* **Required work**
- a) Using the directors and management page, decide whether each statement below agrees with it: (i) Gerhard Redelinghuys studied finance at the University of Pretoria; (ii) Blair Sergeant was the former Finance Director of Lemur Resources Limited; (iii) Neville Sneddon moved to Queensland in 1997. For each, answer yes or no and quote the words that settle it.
- b) According to the directors and management page, in what year did Gerhard Redelinghuys become a graduate member of the Australian Institute of Company Directors?

* **Excerpt provided**
- - - - -

Directors & Management


Mr Gerhard Redelinghuys
Managing Director and Chief Executive Officer

Mr Redelinghuys is the Managing Director of Cape Coal and has 24 years experience in financial and project development within the mining sector. After studying finance at the University of Pretoria in South Africa, Gerhard joined Price Waterhouse Coopers, before commencing his employment with EXXARO Resources Ltd (former ISCOR and KUMBA Resources) in 1995. Since 1995 he has held various senior management positions in both open cut and underground mining operations in South Africa. He has held directorships in Australia, including the position of Managing Director of Exxaro Australia Pty Ltd. In addition to his business analysis experience, Gerhard has extensive experience in mining project acquisitions and deal making on an international level. Gerhard was the owner’s representative on a multi-billion underground coal project in Queensland. In 2013, Gerhard became a graduate member of the Australian Institute of Company Directors.


Mr Blair Sergeant
Executive Director: Corporate Development

Blair is an experienced mining executive, having been the former Founding Managing Director of Lemur Resources Limited, an ASX listed coal exploration and development company, as well as the former Finance Director of Coal of Africa Limited, growing the company from a sub-$2m market capitalisation to over $1.5b at its peak.  During his career, Blair has also held the position of Managing Director, Non-Executive Director and/or Company Secretary for numerous listed entities across a broad spectrum of industry.  Blair graduated from Curtin University, Western Australia with a Bachelor of Business and subsequently, a Post Graduate Diploma in Corporate Administration. He is a member of the Institute of Chartered Secretaries and Administrators and the Australian Institute of Company Directors.


Neville Sneddon  
Non-Executive Chairman

A mining engineer with over 40 years’ experience in most facets of the Queensland and NSW resource sectors, and as the recently retired Chairman of Stanmore Coal Ltd, Neville brings substantial Board and industry knowledge to BCB. He has developed and operated both underground and open cut mines working for Coal & Allied in the Hunter Valley and from 1997 worked in a senior role in the NSW Mines Inspectorate, covering operations in all forms of mining in the state.
Moving to Queensland in 1999, Neville accepted the position of Chief Operating Officer with Shell Coal which was acquired by Anglo American’s Australian coal operations the following year. Leaving as CEO in 2007, he held several Board positions with mining and infrastructure companies including Chairman of the operating company at Dalrymple Bay Coal Terminal near Mackay and Director of Port Waratah Coal Services, a major coal export facility at Newcastle.
Neville has also been a member of the Boards of the Queensland, NSW and National Mining Councils. His expertise has been sought by several government committees such as the NSW Mine Subsidence Board, NSW Mines Rescue Board, Queensland Ministerial Coal Mine Safety Advisory Committee and the joint federal/ state advisory committee which is developing nationally consistent mining safety legislation. During the past three years, Neville served as the Non-Executive Chairman/Director of Stanmore Coal Limited from 5 October 2009 to 31 March 2018. Neville is not a Director of any other listed companies.

- - - - -

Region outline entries
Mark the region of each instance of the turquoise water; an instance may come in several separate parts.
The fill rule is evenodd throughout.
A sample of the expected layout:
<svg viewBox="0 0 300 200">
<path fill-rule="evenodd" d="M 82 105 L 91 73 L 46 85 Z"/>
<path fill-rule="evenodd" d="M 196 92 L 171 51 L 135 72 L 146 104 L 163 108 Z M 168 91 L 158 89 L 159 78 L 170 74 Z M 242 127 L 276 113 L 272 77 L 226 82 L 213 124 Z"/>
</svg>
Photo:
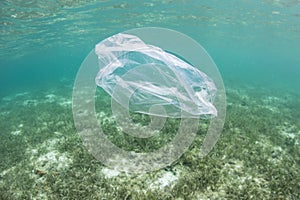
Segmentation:
<svg viewBox="0 0 300 200">
<path fill-rule="evenodd" d="M 0 9 L 0 199 L 300 198 L 298 0 L 4 0 Z M 227 117 L 205 159 L 196 141 L 167 169 L 110 178 L 77 136 L 72 87 L 95 44 L 139 27 L 180 31 L 208 51 L 223 77 Z M 106 125 L 114 142 L 146 149 Z M 157 186 L 165 176 L 173 182 Z"/>
</svg>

- - - - -

* **Outputs in order**
- a)
(i) Yes: "After studying finance at the University of Pretoria in South Africa"
(ii) No: "the former Founding Managing Director of Lemur Resources Limited"
(iii) No: "Moving to Queensland in 1999"

- b) In 2013.